-- start Excerpted data --

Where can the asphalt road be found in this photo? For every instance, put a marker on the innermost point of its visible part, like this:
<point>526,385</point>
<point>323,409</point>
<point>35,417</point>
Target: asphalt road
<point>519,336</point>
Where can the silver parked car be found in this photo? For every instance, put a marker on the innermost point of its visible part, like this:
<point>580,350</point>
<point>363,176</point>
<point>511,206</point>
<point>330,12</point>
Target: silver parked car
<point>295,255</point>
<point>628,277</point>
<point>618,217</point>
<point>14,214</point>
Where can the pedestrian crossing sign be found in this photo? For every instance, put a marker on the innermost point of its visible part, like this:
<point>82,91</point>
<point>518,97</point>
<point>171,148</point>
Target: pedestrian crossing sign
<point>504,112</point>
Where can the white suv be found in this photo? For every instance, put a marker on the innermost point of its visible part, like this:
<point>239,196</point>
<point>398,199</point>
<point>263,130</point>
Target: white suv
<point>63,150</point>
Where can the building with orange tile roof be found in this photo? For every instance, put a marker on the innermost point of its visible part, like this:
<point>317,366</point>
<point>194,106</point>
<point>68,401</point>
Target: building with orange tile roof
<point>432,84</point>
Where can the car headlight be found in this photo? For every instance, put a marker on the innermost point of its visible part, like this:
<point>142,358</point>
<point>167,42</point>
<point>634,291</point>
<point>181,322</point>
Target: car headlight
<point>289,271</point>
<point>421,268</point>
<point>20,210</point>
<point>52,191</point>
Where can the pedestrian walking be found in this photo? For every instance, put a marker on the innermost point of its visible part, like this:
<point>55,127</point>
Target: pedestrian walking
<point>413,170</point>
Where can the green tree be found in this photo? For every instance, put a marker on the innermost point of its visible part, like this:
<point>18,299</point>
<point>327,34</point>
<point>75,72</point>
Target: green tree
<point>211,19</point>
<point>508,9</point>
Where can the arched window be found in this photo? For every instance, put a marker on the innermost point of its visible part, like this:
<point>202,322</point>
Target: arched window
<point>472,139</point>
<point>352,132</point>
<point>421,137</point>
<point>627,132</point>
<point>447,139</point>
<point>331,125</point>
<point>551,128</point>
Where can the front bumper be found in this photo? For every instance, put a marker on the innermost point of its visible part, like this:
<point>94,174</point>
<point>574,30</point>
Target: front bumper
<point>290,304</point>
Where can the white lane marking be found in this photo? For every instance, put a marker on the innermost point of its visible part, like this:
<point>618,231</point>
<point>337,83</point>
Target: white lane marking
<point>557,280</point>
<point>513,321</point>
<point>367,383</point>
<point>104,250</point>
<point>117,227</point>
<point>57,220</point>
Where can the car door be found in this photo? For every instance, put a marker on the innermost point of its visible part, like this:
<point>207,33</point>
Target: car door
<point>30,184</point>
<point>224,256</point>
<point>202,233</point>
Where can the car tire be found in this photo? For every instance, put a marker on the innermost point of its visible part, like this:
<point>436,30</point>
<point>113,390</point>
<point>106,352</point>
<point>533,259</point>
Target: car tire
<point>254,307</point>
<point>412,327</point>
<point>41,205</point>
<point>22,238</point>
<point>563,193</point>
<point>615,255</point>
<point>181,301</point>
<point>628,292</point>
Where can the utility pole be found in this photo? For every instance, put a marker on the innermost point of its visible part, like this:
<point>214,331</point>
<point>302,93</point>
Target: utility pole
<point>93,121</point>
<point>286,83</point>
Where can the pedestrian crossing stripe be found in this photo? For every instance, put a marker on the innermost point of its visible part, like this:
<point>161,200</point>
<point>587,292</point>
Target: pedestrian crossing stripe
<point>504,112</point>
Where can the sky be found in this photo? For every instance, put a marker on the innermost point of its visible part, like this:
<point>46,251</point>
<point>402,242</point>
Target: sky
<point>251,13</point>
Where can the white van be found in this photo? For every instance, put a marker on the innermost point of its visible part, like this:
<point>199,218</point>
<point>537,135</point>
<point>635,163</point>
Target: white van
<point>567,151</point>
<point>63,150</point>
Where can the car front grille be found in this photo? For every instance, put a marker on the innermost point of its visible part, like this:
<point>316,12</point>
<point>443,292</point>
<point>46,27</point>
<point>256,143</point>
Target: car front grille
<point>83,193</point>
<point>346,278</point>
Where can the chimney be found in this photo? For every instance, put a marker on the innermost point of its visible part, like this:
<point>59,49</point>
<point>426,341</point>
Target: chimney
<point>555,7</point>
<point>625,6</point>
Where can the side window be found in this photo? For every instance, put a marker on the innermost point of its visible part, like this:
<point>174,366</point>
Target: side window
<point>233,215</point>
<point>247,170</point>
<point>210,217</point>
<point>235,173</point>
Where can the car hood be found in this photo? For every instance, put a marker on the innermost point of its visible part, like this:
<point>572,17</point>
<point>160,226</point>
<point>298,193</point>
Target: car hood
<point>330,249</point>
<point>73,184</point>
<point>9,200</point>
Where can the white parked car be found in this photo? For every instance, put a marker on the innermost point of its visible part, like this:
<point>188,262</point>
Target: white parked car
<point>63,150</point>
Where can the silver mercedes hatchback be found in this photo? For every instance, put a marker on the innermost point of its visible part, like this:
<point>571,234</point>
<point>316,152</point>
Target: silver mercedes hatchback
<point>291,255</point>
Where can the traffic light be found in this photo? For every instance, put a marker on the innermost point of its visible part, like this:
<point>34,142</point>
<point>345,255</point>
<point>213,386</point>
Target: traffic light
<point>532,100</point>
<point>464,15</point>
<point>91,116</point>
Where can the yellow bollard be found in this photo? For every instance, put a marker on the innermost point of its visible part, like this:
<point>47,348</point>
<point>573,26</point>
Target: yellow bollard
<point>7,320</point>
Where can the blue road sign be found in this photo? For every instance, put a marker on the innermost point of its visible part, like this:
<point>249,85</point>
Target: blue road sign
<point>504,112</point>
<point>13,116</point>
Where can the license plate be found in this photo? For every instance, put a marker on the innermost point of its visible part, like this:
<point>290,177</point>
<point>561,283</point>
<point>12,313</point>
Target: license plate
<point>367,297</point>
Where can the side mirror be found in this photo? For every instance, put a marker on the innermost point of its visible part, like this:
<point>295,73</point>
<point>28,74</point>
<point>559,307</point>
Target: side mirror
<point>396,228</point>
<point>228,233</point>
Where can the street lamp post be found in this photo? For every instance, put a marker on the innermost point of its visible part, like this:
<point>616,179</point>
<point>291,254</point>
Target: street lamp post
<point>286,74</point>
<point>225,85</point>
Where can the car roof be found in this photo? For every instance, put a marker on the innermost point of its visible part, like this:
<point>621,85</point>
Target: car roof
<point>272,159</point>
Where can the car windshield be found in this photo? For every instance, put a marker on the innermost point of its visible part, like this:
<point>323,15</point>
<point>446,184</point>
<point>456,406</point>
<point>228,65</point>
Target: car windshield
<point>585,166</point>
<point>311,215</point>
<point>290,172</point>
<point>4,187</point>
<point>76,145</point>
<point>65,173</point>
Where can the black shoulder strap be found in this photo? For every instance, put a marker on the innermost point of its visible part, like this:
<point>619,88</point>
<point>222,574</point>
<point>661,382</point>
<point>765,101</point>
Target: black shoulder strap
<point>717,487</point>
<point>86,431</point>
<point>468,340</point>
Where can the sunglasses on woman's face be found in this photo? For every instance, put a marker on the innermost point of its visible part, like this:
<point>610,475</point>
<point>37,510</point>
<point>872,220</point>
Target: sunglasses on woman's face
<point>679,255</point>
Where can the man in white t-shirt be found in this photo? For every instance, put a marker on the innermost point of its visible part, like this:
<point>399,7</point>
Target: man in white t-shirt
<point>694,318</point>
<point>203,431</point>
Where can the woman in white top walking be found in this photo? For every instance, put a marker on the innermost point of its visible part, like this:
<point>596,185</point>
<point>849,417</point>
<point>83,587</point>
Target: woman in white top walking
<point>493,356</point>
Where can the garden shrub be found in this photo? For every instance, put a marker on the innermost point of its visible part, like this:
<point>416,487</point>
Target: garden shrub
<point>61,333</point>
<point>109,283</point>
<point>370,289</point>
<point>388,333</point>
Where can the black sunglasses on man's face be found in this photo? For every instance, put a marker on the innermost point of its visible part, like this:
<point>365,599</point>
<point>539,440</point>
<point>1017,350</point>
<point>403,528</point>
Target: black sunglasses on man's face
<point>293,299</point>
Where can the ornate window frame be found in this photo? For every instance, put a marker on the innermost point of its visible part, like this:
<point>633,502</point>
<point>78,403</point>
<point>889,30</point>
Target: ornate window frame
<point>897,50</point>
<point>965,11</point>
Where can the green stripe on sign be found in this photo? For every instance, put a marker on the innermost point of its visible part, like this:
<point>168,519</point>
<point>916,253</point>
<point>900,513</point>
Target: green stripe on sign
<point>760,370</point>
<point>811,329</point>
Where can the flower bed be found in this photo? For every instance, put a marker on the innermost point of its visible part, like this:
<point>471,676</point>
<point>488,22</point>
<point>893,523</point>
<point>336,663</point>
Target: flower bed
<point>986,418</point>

-- end Excerpted data --

Requirements:
Give the lines of the records above as a numbered list, starting with the line that contains "Where can the flower" and going on through the last line, and leave out any blank lines.

Result for this exercise:
1. Where can the flower bed be found in this photo? For every instance, put a marker on the innermost point of its visible part, like this:
2. <point>471,676</point>
3. <point>488,22</point>
4. <point>893,523</point>
5. <point>336,663</point>
6. Target: flower bed
7. <point>986,418</point>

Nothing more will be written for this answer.